TO DO:
Please answer from the text on the 2015 draft: which team was expected for most of the spring to take Brendan Rodgers first overall?

TEXT:
╔══

I’ve written many times in the past eight months that this draft class is pretty weak and that, combined with the bonus pools that limit each team’s draft spending, will make for an unpredictable draft day filled with below-slot deals. That talk has continued here and in other places but, in the last few weeks, teams’ plans have come into better focus and the question marks now start at the very top.

I called Orlando-area prep SS Brendan Rodgers the best prep player in the 2015 class a full two years ago and he’s held serve since then, standing today as the consensus top player in the whole draft for the industry and in my recent rankings.  The assumption for most of the spring was that the Diamondbacks would take Rodgers #1 as the consensus top player in a down class. Another reason this made sense is the embattled first seven months of the Dave Stewart/Tony La Russa regime in Arizona, which have gone about as bad as possible so far, so they don’t need another off-the-board, bucking-industry-consensus decision that could draw more bad PR.

I had heard in the last few weeks that Rodgers was out of the mix for the D’Backs at #1, but until I had heard who the target was, I didn’t feel comfortable reporting that, since it could just be misdirection for negotiating purposes. I had also heard the D’Backs weren’t at many of Rodgers’ games this spring, so that put more momentum behind that buzz being real.  hen, in the last few weeks, D’Backs GM Dave Stewart and VP of Baseball Ops DeJon Watson have been seen all over the country scouting amateur players, but not Rodgers.

╚══

DATASET EXTRACT:
╔══

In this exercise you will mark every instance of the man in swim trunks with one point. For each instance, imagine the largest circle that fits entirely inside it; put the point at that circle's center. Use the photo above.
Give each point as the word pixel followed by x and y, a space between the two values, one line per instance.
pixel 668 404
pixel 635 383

╚══

YOUR SOLUTION:
The Diamondbacks.